◆ **Document text**:

[Start]

Monday, February 27, 2012

There is That Quote Again !!!!

Well........As most of you know I do not promote motivation articles, seminars, movies, books, or whatever....but I recently received this article in my e-mail and promptly avoided it. A day later someone forwarded me a copy of the article and asked me to read it as it had "spoke" to them. I did read it then and have read it several times since then. Did it speak to me? No...I would say it shouted, thundered, clapped...well you get the idea. I spent 20 plus years in retail and I cannot tell you how many times I have had my clerks demeaned, ridiculed, and demoralized for being just that a clerk, trying to help someone else. this article is from a man named Jim Paluch of JP Horizons, Read and enjoy!!

Ralph Edge





There Is That Quote Again!

"Your life is a direct reflection of how you treat people."

If you have been to a JP Horizons event, you may remember that I always have a variety of quotes rotating up on the screen as people come into the room. I have been on the speaking trail quite a bit over the past couple of months and have had the chance to read those quotes many times. Or, maybe I should say, read one of those quotes quite a bit. It just seems like every time I look up at the screen while mingling around the room or preparing to get started, the slide that always catches my attention is the one that I quoted at the opening of this newsletter: "Your life is a direct reflection of how you treat people."

It has grabbed my attention so often lately that it's really caused me to do a little self-assessment and consider the question, "How am I treating people, and how would my life be different if I could make even a small improvement in this area?"

When we take the time to ask ourselves a sincere question, one that we really are open to the answer that may follow, we need to be prepared, because the answers will follow. Go ahead and read that last sentence again if you have the time because there are a couple of key points in it. If we ask a sincere question, the answers will come. The humbling thing about asking this question for me and the whole situation of being drawn to it is that the quote is out of my first book, Five Important Things. I made that quote up, and here I am, 15 years later, wondering how much progress I have made in this area. Well, the answers started to come. A little sketchy at first, but over a couple of days they seemed to come clearer and clearer, whether I wanted them or not . . . Hold on, you are going to get a little bit of self-disclosure from the road, yet I will also give reference to some things that I have gone back to read and consider. Things I have written in the past. I am thinking that if I wrote the quote that has started this whole reflective process, then maybe some of the other things I have written could bring about more insight.

- Jim Paluch


Doing Their Job

One of the interesting things about traveling so much is you get to meet a lot of people who are right in the middle of doing their jobs. Hardworking people such as Continental airline ticket agents and gate agents, rental car agents, cab drivers and shuttle bus drivers, hotel front desk clerks, banquet managers, audio/visual technicians, waitresses, business center workers, and a host of other people that I can come in contact with. I started asking myself the question, "How am I treating these individuals that are just trying to get by in what may not be the most rewarding positions at times?"

[End]

◆ **Problem 1**: Please reproduce the entries without any change, covering the stretch from the line containing "each like (301,389)." through the end of the entries.

◆ **Exercise inputs**:
[Start]

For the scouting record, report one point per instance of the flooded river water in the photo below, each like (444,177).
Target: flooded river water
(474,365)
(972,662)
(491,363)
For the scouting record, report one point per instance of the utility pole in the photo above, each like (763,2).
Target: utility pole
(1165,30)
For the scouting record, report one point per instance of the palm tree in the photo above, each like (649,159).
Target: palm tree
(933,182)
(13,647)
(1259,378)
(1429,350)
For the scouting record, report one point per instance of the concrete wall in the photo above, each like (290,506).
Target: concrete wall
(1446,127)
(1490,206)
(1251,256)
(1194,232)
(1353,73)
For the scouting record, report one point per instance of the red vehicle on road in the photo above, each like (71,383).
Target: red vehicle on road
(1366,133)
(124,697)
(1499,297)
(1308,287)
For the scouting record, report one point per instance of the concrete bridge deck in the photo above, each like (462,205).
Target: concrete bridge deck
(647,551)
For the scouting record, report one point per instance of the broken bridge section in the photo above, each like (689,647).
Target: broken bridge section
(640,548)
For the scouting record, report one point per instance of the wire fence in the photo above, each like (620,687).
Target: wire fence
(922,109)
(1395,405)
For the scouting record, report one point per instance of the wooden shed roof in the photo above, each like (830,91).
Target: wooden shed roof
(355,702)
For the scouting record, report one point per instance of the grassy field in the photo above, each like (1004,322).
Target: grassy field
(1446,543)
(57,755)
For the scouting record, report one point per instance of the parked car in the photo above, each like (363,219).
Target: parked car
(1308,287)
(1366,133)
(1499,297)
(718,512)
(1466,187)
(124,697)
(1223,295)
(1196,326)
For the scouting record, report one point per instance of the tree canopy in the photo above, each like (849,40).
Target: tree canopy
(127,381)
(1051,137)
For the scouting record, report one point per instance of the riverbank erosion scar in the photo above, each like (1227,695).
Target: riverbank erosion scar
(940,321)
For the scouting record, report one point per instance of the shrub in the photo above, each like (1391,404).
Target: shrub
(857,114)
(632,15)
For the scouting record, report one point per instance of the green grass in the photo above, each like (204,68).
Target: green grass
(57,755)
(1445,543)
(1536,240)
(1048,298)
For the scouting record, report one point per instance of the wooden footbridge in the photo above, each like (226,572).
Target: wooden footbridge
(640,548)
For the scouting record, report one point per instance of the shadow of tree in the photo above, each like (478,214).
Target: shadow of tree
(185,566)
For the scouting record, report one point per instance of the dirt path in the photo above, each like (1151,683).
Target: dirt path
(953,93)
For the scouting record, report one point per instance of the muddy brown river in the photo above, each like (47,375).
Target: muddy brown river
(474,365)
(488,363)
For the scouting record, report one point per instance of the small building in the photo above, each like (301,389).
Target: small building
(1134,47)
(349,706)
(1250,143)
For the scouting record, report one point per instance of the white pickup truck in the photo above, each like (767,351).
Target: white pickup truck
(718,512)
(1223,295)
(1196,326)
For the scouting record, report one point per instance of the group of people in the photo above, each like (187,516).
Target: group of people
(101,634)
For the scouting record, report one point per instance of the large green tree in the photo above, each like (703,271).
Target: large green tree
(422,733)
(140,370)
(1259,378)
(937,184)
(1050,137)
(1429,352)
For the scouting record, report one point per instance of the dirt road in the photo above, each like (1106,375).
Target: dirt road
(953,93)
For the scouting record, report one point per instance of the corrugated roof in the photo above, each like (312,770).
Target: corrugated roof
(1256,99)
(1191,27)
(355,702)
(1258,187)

[End]

◆ **Problem 2**: According to the blog post, what was the title of Jim Paluch's first book?

◆ **Expected output 1**:
For the scouting record, report one point per instance of the small building in the photo above, each like (301,389).
Target: small building
(1134,47)
(349,706)
(1250,143)
For the scouting record, report one point per instance of the white pickup truck in the photo above, each like (767,351).
Target: white pickup truck
(718,512)
(1223,295)
(1196,326)
For the scouting record, report one point per instance of the group of people in the photo above, each like (187,516).
Target: group of people
(101,634)
For the scouting record, report one point per instance of the large green tree in the photo above, each like (703,271).
Target: large green tree
(422,733)
(140,370)
(1259,378)
(937,184)
(1050,137)
(1429,352)
For the scouting record, report one point per instance of the dirt road in the photo above, each like (1106,375).
Target: dirt road
(953,93)
For the scouting record, report one point per instance of the corrugated roof in the photo above, each like (312,770).
Target: corrugated roof
(1256,99)
(1191,27)
(355,702)
(1258,187)

◆ **Expected output 2**: Five Important Things